--- Work to do ---
Copy down all of the data underneath, exactly as shown.

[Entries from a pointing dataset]
***

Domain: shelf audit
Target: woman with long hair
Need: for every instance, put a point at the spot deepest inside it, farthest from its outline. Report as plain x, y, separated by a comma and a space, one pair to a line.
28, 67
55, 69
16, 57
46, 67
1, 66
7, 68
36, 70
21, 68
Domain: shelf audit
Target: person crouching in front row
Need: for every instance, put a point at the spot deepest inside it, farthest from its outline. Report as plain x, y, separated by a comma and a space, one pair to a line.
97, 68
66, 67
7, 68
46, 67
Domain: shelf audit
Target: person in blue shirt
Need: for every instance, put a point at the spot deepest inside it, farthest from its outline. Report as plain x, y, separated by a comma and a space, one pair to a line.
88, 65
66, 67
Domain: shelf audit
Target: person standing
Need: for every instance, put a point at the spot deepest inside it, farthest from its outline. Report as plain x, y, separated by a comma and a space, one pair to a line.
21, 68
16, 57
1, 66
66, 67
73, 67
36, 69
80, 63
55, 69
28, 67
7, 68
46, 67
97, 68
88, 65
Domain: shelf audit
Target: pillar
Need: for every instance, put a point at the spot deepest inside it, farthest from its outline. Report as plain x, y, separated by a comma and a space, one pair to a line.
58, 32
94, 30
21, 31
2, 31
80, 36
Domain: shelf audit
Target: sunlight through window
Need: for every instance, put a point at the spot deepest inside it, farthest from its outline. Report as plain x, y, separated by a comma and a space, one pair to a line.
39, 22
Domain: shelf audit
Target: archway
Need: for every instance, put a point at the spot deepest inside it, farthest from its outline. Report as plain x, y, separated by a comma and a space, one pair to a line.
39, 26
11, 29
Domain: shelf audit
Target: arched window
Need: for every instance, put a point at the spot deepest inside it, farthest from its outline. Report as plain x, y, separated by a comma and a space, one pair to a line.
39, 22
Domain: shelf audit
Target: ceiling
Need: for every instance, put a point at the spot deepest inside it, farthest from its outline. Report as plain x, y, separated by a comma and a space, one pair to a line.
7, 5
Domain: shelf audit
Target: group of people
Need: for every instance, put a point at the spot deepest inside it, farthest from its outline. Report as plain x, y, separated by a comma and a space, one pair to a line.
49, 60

***

--- Output for this exercise ---
Domain: shelf audit
Target: woman with long hair
Need: for every instance, put a point at the spot deepest inside it, farthest from its outline. Report as plain x, y, separated by a comma and a space, one pair to a line.
28, 67
55, 69
16, 57
46, 67
1, 66
7, 68
36, 70
21, 68
Domain: shelf audit
Target: person crouching in front row
Need: for every instance, put a point at the spot deepest inside it, farthest from its outline. Report as plain x, y, separated by a comma and a space, one pair to a line.
97, 68
66, 67
7, 68
46, 67
Domain: shelf audit
Target: person in blue shirt
Need: for every instance, put a point at the spot deepest inside it, farthest from its outline. Report as plain x, y, separated by a comma and a space, one pair to a line.
88, 65
66, 67
Domain: shelf audit
Target: person standing
Need: for every instance, put a point at the spot deepest inside it, farthest from its outline. Report as plain x, y, separated by a comma and a space, one pair to a line.
21, 68
16, 57
1, 66
66, 67
73, 67
36, 69
80, 63
55, 69
28, 67
7, 68
46, 67
97, 68
88, 65
Domain: shelf audit
Target: pillar
Need: for every instance, put a point at the spot deepest inside it, farthest from its outline. Report as plain x, y, separated by a comma and a space, one pair to a line.
58, 32
94, 30
21, 31
2, 31
80, 36
Domain: shelf audit
Target: sunlight through window
Need: for every instance, put a point at the spot deepest inside it, farthest from its outline. Report as plain x, y, separated by a comma and a space, one pair to a line.
39, 22
Domain: shelf audit
Target: archway
Need: for every instance, put a point at the spot deepest inside it, farthest from its outline. Report as plain x, y, separated by a comma and a space, one pair to a line.
39, 26
11, 29
Domain: shelf audit
Target: arched window
Need: for every instance, put a point at the spot deepest inside it, farthest from its outline. Report as plain x, y, separated by a comma and a space, one pair to a line.
39, 22
Domain: shelf audit
Target: ceiling
Need: for every instance, put a point at the spot deepest inside it, farthest from its outline. Report as plain x, y, separated by a comma and a space, one pair to a line.
7, 5
Domain: shelf audit
Target: group of people
Need: for every instance, put a point at the spot deepest inside it, farthest from its outline. Report as plain x, y, separated by a comma and a space, one pair to a line.
49, 60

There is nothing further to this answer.